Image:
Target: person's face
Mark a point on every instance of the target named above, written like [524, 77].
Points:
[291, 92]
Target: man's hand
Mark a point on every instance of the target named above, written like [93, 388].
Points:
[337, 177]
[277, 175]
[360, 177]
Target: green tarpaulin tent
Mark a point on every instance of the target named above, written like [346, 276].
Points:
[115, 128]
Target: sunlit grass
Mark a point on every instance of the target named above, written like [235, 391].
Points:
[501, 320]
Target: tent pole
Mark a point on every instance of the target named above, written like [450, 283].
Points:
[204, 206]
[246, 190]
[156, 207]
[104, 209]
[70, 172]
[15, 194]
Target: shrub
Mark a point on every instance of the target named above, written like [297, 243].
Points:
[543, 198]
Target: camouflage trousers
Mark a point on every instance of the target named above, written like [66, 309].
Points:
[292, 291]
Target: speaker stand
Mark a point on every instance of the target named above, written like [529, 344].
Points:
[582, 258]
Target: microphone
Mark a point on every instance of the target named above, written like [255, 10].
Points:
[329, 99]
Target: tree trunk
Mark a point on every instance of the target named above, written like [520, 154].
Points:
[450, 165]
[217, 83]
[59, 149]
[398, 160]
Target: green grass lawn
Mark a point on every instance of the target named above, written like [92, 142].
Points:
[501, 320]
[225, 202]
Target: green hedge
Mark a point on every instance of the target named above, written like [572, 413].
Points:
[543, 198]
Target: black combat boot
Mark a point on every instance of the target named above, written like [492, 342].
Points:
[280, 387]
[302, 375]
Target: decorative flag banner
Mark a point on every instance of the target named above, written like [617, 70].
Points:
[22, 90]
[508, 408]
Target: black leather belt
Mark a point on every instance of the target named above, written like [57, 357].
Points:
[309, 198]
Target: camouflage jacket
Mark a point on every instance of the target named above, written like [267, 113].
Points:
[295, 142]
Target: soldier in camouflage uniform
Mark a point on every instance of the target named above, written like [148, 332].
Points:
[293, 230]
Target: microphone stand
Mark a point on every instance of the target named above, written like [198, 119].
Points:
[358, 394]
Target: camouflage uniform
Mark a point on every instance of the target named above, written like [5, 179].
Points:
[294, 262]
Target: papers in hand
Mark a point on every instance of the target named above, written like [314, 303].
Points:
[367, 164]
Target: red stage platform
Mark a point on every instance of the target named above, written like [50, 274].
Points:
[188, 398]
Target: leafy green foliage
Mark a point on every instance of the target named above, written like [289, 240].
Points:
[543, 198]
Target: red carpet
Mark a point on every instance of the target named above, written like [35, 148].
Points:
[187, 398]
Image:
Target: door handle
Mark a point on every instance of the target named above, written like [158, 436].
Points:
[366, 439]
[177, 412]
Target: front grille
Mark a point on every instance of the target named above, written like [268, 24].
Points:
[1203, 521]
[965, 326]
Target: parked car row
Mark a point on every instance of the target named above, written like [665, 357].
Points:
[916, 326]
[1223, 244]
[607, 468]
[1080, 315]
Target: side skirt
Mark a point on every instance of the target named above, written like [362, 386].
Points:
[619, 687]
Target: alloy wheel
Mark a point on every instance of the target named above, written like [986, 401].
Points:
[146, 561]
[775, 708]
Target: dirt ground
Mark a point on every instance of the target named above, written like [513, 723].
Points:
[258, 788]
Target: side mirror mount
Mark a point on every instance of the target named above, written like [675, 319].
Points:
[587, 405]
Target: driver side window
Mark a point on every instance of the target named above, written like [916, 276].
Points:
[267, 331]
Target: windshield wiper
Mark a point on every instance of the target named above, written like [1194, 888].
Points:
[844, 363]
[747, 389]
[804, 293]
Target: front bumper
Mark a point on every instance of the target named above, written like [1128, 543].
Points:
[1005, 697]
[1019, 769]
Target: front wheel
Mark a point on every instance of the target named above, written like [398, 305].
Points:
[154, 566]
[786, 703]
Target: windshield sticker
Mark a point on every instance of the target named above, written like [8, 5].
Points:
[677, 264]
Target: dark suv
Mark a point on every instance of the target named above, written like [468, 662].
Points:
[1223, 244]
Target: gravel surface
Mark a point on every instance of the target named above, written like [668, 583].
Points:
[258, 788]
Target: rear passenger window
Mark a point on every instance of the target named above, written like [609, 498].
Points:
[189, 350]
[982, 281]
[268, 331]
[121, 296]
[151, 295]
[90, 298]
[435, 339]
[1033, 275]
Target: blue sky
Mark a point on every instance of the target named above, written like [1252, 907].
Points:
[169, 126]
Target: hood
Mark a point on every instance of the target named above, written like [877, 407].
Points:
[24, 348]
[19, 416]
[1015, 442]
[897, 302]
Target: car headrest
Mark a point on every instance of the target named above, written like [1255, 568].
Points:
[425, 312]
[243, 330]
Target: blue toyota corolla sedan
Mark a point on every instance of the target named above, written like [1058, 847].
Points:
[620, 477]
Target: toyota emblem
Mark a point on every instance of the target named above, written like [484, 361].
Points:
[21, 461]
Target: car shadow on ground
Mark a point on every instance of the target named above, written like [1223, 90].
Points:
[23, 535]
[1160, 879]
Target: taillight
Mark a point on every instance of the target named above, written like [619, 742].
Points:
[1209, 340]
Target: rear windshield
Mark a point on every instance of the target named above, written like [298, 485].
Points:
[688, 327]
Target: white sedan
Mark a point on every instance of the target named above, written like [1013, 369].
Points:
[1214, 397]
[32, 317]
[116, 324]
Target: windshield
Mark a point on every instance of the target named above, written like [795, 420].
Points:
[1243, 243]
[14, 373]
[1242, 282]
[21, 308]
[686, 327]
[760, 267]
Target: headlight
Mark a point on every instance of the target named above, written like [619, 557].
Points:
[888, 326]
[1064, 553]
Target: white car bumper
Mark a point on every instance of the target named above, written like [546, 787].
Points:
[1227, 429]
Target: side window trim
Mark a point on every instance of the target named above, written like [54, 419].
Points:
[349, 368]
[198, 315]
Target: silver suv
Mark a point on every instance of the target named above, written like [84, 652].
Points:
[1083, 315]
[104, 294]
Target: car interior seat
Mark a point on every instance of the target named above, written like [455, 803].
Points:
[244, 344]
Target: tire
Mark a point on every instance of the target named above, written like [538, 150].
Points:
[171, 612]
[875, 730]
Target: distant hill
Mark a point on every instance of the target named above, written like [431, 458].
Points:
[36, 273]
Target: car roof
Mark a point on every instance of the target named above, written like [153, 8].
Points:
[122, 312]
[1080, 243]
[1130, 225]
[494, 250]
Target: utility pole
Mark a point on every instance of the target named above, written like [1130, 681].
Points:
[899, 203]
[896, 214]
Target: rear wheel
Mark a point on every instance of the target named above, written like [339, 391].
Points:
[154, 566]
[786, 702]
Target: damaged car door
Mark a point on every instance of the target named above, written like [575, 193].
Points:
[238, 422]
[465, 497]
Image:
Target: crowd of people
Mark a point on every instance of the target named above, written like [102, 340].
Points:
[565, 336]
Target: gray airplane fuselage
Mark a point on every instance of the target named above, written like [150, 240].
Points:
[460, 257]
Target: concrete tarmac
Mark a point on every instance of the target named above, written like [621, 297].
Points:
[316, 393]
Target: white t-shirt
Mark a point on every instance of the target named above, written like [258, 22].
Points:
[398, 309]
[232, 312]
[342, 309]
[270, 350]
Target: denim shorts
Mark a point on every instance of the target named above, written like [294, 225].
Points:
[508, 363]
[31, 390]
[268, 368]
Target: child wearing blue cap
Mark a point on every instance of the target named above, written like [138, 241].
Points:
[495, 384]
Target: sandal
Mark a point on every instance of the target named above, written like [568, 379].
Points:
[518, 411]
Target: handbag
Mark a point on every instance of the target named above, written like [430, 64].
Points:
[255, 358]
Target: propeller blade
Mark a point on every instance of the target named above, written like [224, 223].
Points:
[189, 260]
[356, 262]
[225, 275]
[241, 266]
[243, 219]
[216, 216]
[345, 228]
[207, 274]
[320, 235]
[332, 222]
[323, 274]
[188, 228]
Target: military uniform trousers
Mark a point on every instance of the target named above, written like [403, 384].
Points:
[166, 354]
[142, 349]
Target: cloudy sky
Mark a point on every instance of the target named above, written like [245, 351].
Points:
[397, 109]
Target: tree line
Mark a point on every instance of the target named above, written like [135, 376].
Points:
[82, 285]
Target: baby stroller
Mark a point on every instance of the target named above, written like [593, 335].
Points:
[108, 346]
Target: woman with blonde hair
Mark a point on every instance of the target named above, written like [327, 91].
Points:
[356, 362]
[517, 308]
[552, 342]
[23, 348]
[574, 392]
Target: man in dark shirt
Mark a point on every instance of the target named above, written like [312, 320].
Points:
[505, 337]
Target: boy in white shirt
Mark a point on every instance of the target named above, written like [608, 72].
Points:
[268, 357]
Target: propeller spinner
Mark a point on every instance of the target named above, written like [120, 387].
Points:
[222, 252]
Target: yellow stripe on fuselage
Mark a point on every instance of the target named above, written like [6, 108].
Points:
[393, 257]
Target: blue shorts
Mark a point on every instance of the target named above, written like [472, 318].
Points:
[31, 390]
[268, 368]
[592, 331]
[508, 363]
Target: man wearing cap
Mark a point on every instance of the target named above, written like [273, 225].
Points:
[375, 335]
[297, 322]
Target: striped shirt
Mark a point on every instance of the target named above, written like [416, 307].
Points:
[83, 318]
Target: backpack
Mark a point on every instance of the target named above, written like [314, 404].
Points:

————————

Would you please copy each line of the listing that contains the word "wearing"?

Target: child wearing blue cap
Target: man wearing cap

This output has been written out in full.